Every entry below must appear again, exactly as written.

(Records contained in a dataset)
= = =
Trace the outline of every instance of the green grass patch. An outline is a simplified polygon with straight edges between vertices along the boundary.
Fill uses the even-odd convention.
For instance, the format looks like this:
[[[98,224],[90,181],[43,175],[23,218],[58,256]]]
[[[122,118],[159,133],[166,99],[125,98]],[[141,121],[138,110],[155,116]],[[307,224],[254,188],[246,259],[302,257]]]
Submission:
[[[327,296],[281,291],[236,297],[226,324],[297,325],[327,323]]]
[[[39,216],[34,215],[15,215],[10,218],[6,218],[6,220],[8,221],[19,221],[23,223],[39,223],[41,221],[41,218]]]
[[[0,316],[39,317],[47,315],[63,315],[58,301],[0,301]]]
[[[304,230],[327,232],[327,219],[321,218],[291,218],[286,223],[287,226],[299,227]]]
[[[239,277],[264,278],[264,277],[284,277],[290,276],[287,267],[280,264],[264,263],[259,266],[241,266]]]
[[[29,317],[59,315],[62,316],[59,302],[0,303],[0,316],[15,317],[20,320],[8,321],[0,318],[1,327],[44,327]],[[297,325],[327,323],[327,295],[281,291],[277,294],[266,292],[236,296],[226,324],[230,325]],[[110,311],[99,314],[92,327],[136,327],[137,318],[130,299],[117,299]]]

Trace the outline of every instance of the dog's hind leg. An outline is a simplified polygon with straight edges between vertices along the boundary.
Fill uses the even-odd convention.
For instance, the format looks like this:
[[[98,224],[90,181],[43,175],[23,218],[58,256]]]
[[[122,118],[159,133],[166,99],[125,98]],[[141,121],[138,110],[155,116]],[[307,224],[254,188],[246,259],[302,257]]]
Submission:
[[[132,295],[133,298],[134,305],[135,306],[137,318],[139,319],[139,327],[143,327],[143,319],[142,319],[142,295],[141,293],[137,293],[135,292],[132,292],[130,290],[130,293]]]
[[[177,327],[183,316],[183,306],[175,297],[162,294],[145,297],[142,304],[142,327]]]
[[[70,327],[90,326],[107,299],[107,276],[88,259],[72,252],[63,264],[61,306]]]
= = =
Task answer >>
Trace the outline of every instance of the green grass patch. An outline is a simplified polygon with straight edges between vertices along the boundary.
Fill uses the even-odd convention.
For instance, the format looks like this:
[[[98,224],[90,181],[43,175],[23,218],[58,256]]]
[[[122,118],[159,133],[166,99],[125,98]],[[141,121],[138,110],[155,116]],[[307,224],[254,188],[246,259],[302,257]]]
Submission:
[[[327,296],[281,291],[236,297],[226,324],[297,325],[327,323]]]
[[[39,216],[34,215],[15,215],[10,218],[6,218],[6,220],[8,221],[19,221],[23,223],[39,223],[41,221],[41,218]]]
[[[0,316],[39,317],[47,315],[63,315],[58,301],[0,301]]]
[[[304,230],[327,232],[327,219],[321,218],[291,218],[286,223],[287,226],[299,227]]]
[[[239,277],[264,278],[264,277],[284,277],[290,276],[287,267],[280,264],[264,263],[259,266],[241,266]]]
[[[29,317],[59,315],[62,316],[59,302],[0,303],[0,316],[15,317],[20,320],[8,321],[0,318],[1,327],[44,327]],[[297,325],[327,323],[327,295],[281,291],[277,294],[266,292],[236,296],[226,324],[230,325]],[[110,311],[99,314],[92,327],[136,327],[137,318],[130,299],[117,299]]]

Trace the outline of every instance of the dog's hind leg. An outline is a simplified polygon with straight edges between vertices along the boundary.
Fill uses the even-odd convention.
For instance, the format looks like this:
[[[98,224],[90,181],[43,175],[23,218],[58,256]]]
[[[122,118],[159,133],[166,99],[125,98]],[[141,121],[138,110],[155,116]],[[307,224],[254,188],[246,259],[302,257]]]
Submission:
[[[132,295],[133,298],[134,305],[135,306],[137,318],[139,319],[139,327],[143,327],[143,319],[142,319],[142,295],[141,293],[137,293],[135,292],[132,292],[130,290],[130,293]]]
[[[177,327],[183,316],[183,306],[175,297],[162,294],[145,297],[142,304],[142,327]]]
[[[70,327],[90,326],[107,299],[107,276],[88,259],[72,252],[63,264],[61,306]]]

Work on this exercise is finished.